ISTRUZIONI —
Trasforma in un elenco numerato tutte le righe dei record qui sotto, saltando quelle vuote. Nella risposta non includere le immagini.
* * * * * * *
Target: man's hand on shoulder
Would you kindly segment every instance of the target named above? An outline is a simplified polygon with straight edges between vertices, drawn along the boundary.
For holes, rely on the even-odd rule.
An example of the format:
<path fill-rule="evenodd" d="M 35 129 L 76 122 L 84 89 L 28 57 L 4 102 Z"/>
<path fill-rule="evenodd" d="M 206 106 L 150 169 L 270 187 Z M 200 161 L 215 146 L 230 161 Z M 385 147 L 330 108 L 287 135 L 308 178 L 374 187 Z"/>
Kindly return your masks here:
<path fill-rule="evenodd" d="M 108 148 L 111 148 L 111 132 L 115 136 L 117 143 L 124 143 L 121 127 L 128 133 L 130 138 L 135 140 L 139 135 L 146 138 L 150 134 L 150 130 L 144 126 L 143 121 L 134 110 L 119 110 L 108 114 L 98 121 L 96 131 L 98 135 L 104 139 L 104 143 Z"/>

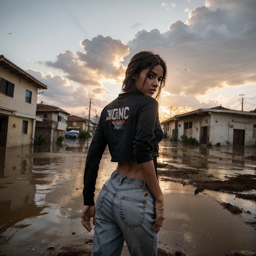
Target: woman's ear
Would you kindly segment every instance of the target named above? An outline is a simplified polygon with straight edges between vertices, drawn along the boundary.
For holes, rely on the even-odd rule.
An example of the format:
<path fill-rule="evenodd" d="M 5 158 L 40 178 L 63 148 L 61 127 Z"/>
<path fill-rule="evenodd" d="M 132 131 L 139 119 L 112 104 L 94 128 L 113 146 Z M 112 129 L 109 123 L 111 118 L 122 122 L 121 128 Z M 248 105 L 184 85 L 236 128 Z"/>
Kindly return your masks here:
<path fill-rule="evenodd" d="M 136 75 L 136 74 L 135 74 L 134 73 L 133 73 L 133 74 L 132 75 L 132 78 L 133 79 L 134 79 L 134 80 L 135 80 L 135 79 L 136 79 L 136 78 L 137 77 L 137 76 Z"/>

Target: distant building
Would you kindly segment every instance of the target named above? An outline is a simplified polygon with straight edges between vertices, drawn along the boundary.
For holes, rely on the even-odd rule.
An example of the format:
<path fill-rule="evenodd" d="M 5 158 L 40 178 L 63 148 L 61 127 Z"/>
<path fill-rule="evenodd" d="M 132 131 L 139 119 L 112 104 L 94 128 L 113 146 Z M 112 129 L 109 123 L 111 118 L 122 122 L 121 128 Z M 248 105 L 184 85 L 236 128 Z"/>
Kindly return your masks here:
<path fill-rule="evenodd" d="M 45 138 L 47 141 L 56 141 L 60 136 L 65 137 L 68 116 L 69 114 L 61 108 L 45 104 L 38 104 L 36 115 L 42 119 L 36 123 L 35 136 Z"/>
<path fill-rule="evenodd" d="M 0 147 L 33 142 L 37 90 L 47 86 L 0 55 Z"/>
<path fill-rule="evenodd" d="M 219 106 L 175 116 L 161 123 L 166 137 L 187 135 L 201 144 L 256 145 L 256 113 Z"/>
<path fill-rule="evenodd" d="M 80 116 L 70 115 L 68 116 L 68 126 L 67 130 L 75 130 L 77 131 L 88 130 L 88 124 L 89 120 L 86 118 Z M 90 133 L 92 135 L 94 133 L 94 131 L 97 124 L 90 120 L 89 127 Z"/>

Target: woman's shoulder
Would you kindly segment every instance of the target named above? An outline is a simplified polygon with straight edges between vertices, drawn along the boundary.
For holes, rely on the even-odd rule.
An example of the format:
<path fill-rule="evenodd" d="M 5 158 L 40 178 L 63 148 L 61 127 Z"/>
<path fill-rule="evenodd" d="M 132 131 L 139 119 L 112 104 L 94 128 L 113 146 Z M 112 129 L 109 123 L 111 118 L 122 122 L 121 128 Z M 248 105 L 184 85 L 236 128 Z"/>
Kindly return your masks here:
<path fill-rule="evenodd" d="M 140 95 L 141 106 L 146 105 L 149 107 L 158 108 L 158 102 L 153 97 L 150 97 L 145 95 Z"/>

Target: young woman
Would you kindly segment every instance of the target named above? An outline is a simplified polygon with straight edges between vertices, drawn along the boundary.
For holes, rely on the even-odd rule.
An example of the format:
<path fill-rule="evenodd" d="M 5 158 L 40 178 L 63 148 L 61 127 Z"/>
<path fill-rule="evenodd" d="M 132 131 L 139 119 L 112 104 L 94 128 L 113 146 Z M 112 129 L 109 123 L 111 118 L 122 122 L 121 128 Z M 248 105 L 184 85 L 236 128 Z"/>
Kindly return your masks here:
<path fill-rule="evenodd" d="M 158 233 L 164 219 L 156 158 L 163 132 L 158 98 L 167 75 L 165 63 L 149 51 L 135 54 L 128 65 L 123 92 L 102 111 L 88 151 L 84 176 L 81 220 L 95 225 L 93 256 L 120 255 L 125 240 L 132 256 L 156 255 Z M 99 165 L 108 145 L 115 171 L 94 205 Z"/>

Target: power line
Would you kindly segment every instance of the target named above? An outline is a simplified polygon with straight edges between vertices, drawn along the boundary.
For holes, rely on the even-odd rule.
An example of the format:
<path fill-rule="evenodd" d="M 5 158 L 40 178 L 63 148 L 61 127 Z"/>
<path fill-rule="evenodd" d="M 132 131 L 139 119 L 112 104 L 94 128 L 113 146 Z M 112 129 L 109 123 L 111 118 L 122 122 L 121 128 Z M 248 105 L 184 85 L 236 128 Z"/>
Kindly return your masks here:
<path fill-rule="evenodd" d="M 233 110 L 235 108 L 236 108 L 241 103 L 239 103 L 239 104 L 238 104 L 238 105 L 237 105 L 237 106 L 235 108 L 234 108 L 232 110 Z"/>

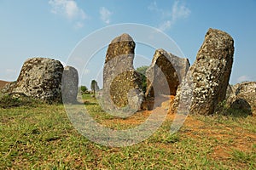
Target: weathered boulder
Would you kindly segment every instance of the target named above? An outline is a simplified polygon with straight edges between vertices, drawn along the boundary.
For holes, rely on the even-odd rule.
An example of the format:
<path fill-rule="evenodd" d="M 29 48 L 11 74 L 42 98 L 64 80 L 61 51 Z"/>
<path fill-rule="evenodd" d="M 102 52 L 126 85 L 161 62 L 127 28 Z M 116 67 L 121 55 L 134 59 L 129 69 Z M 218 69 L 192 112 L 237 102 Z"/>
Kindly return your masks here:
<path fill-rule="evenodd" d="M 108 45 L 103 70 L 105 109 L 137 110 L 143 99 L 141 77 L 133 67 L 134 49 L 135 42 L 128 34 L 117 37 Z"/>
<path fill-rule="evenodd" d="M 164 49 L 157 49 L 154 54 L 152 64 L 147 70 L 147 99 L 158 95 L 176 95 L 177 86 L 185 76 L 189 62 L 188 59 L 182 59 L 167 53 Z M 160 76 L 163 74 L 163 76 Z M 169 90 L 163 86 L 168 83 Z M 154 86 L 159 87 L 155 91 Z"/>
<path fill-rule="evenodd" d="M 256 116 L 256 82 L 236 84 L 227 98 L 231 109 L 240 109 Z"/>
<path fill-rule="evenodd" d="M 16 82 L 9 91 L 23 93 L 47 102 L 61 101 L 63 66 L 58 60 L 32 58 L 25 61 Z"/>
<path fill-rule="evenodd" d="M 212 114 L 218 104 L 225 99 L 233 54 L 233 38 L 224 31 L 210 28 L 195 62 L 177 89 L 172 110 L 177 110 L 181 98 L 188 98 L 191 103 L 184 107 L 190 107 L 190 113 Z"/>
<path fill-rule="evenodd" d="M 79 72 L 72 66 L 65 66 L 62 75 L 62 101 L 63 103 L 77 102 L 79 90 Z"/>
<path fill-rule="evenodd" d="M 16 82 L 10 82 L 5 84 L 3 88 L 1 89 L 1 93 L 3 94 L 8 94 L 10 93 L 11 90 L 14 88 Z"/>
* * * * * * *
SOLUZIONE —
1. Target: man's hand on shoulder
2. Would you kindly segment every instance of the target named above? An outline is a simplified polygon with straight edges between vertices, drawn along the boundary.
3. For holes, rely on the even-odd rule.
4. An example of the format:
5. <path fill-rule="evenodd" d="M 35 129 L 76 122 L 84 89 L 28 57 L 4 102 Z"/>
6. <path fill-rule="evenodd" d="M 206 106 L 150 169 L 270 187 Z M 200 161 L 215 146 L 230 161 Z M 385 147 L 330 108 L 287 135 L 308 178 L 374 187 Z"/>
7. Kindly return your masks here:
8. <path fill-rule="evenodd" d="M 108 148 L 111 148 L 111 132 L 115 136 L 117 143 L 124 143 L 121 127 L 128 133 L 130 138 L 135 140 L 139 135 L 146 138 L 150 134 L 150 130 L 144 126 L 143 121 L 134 110 L 119 110 L 108 114 L 98 121 L 96 131 L 98 135 L 104 139 L 104 143 Z"/>
9. Target: woman's ear
10. Would you kindly segment every instance of the target named above? An outline is a simplified polygon with straight edges between vertices, drawn along the boundary.
11. For holes, rely on the even-odd rule.
12. An example of the format:
13. <path fill-rule="evenodd" d="M 5 158 L 40 178 L 63 148 L 61 127 Z"/>
14. <path fill-rule="evenodd" d="M 132 131 L 139 119 L 112 104 L 94 128 L 113 146 Z M 112 129 L 109 123 L 111 118 L 122 122 L 121 128 Z M 248 105 L 184 85 L 236 128 Z"/>
15. Kindly return your masks here:
16. <path fill-rule="evenodd" d="M 136 75 L 136 74 L 135 74 L 134 73 L 133 73 L 133 74 L 132 75 L 132 78 L 133 79 L 134 79 L 134 80 L 135 80 L 135 79 L 136 79 L 136 78 L 137 77 L 137 76 Z"/>
17. Target: distant building
18. Would you kindly segment every instance of the target named above? An outline is a simplified polygon with straight edges between vertices, drawn along the boundary.
19. For holes, rely on the even-odd rule.
20. An example of the format:
21. <path fill-rule="evenodd" d="M 5 158 L 40 178 L 63 148 L 61 127 Z"/>
22. <path fill-rule="evenodd" d="M 132 131 L 139 119 L 112 104 L 94 128 L 113 146 Z M 112 129 L 109 123 L 111 118 L 122 122 L 121 128 Z M 248 105 L 184 85 L 236 128 Z"/>
23. Kindly return your masks here:
24. <path fill-rule="evenodd" d="M 45 138 L 47 141 L 56 141 L 60 136 L 65 137 L 68 116 L 69 114 L 61 108 L 45 104 L 38 104 L 36 115 L 42 119 L 36 123 L 35 136 Z"/>
25. <path fill-rule="evenodd" d="M 0 147 L 33 142 L 37 90 L 47 86 L 0 55 Z"/>
26. <path fill-rule="evenodd" d="M 219 106 L 175 116 L 161 123 L 166 137 L 187 135 L 201 144 L 256 145 L 256 113 Z"/>
27. <path fill-rule="evenodd" d="M 80 116 L 70 115 L 68 116 L 68 126 L 67 130 L 75 130 L 77 131 L 88 130 L 88 124 L 89 120 L 86 118 Z M 90 133 L 92 135 L 94 133 L 94 131 L 97 124 L 90 120 L 89 127 Z"/>
28. Target: woman's shoulder
29. Would you kindly segment every instance of the target named above? An outline is a simplified polygon with straight edges between vertices, drawn along the boundary.
30. For holes, rely on the even-odd rule.
31. An example of the format:
32. <path fill-rule="evenodd" d="M 5 158 L 40 178 L 63 148 L 61 127 Z"/>
33. <path fill-rule="evenodd" d="M 132 131 L 139 119 L 112 104 L 94 128 L 113 146 Z M 112 129 L 109 123 L 111 118 L 122 122 L 121 128 Z M 248 105 L 184 85 L 236 128 Z"/>
34. Kindly return your masks here:
35. <path fill-rule="evenodd" d="M 140 95 L 141 106 L 146 105 L 149 107 L 158 108 L 158 102 L 153 97 L 150 97 L 145 95 Z"/>
36. Target: young woman
37. Would you kindly segment every instance of the target named above? An outline is a simplified polygon with straight edges between vertices, drawn along the boundary.
38. For holes, rely on the even-odd rule.
39. An example of the format:
40. <path fill-rule="evenodd" d="M 5 158 L 40 178 L 63 148 L 61 127 Z"/>
41. <path fill-rule="evenodd" d="M 132 131 L 139 119 L 112 104 L 94 128 L 113 146 Z M 112 129 L 109 123 L 111 118 L 122 122 L 121 128 Z M 248 105 L 184 85 L 236 128 Z"/>
42. Kindly return your masks here:
43. <path fill-rule="evenodd" d="M 158 233 L 164 219 L 156 158 L 163 132 L 158 98 L 167 75 L 165 63 L 149 51 L 135 54 L 128 65 L 123 92 L 102 111 L 88 151 L 84 176 L 81 220 L 95 225 L 93 256 L 120 255 L 125 240 L 132 256 L 156 255 Z M 99 165 L 108 145 L 115 171 L 94 205 Z"/>
44. Target: power line
45. Would you kindly segment every instance of the target named above? An outline is a simplified polygon with straight edges between vertices, drawn along the boundary.
46. For holes, rely on the even-odd rule.
47. An example of the format:
48. <path fill-rule="evenodd" d="M 5 158 L 40 178 L 63 148 L 61 127 Z"/>
49. <path fill-rule="evenodd" d="M 132 131 L 139 119 L 112 104 L 94 128 L 113 146 Z M 112 129 L 109 123 L 111 118 L 122 122 L 121 128 Z M 248 105 L 184 85 L 236 128 Z"/>
50. Kindly return your masks here:
51. <path fill-rule="evenodd" d="M 233 110 L 235 108 L 236 108 L 241 103 L 239 103 L 239 104 L 238 104 L 238 105 L 237 105 L 237 106 L 235 108 L 234 108 L 232 110 Z"/>
52. Target: weathered boulder
53. Would you kindly segment every instance of the target named above? An outline is a simplified polygon with straight edges between vertices, drawn along the boundary.
54. For holes, rely on the even-odd rule.
55. An example of the format:
56. <path fill-rule="evenodd" d="M 29 48 L 11 74 L 42 98 L 64 80 L 61 51 Z"/>
57. <path fill-rule="evenodd" d="M 102 52 L 126 85 L 161 62 L 127 28 Z M 116 67 L 121 55 L 134 59 L 129 69 Z M 218 69 L 192 112 L 237 102 Z"/>
58. Kindly return your masks here:
59. <path fill-rule="evenodd" d="M 108 45 L 103 70 L 105 109 L 137 110 L 143 99 L 141 77 L 133 67 L 134 49 L 135 42 L 128 34 L 117 37 Z"/>
60. <path fill-rule="evenodd" d="M 164 49 L 157 49 L 154 54 L 152 64 L 147 70 L 147 99 L 158 95 L 176 95 L 177 86 L 185 76 L 189 62 L 188 59 L 182 59 L 167 53 Z M 160 76 L 163 74 L 163 76 Z M 169 90 L 163 86 L 168 83 Z M 154 86 L 159 87 L 155 91 Z"/>
61. <path fill-rule="evenodd" d="M 256 116 L 256 82 L 236 84 L 227 98 L 231 109 L 240 109 Z"/>
62. <path fill-rule="evenodd" d="M 16 82 L 9 91 L 23 93 L 47 102 L 61 101 L 63 66 L 58 60 L 32 58 L 25 61 Z"/>
63. <path fill-rule="evenodd" d="M 212 114 L 218 104 L 225 99 L 233 54 L 233 38 L 224 31 L 210 28 L 195 62 L 177 89 L 172 110 L 177 110 L 181 98 L 188 98 L 191 103 L 184 107 L 190 107 L 190 113 Z"/>
64. <path fill-rule="evenodd" d="M 79 72 L 72 66 L 65 66 L 62 75 L 62 101 L 63 103 L 77 102 L 79 90 Z"/>
65. <path fill-rule="evenodd" d="M 16 82 L 10 82 L 5 84 L 3 88 L 1 89 L 1 93 L 3 94 L 8 94 L 10 93 L 11 90 L 14 88 Z"/>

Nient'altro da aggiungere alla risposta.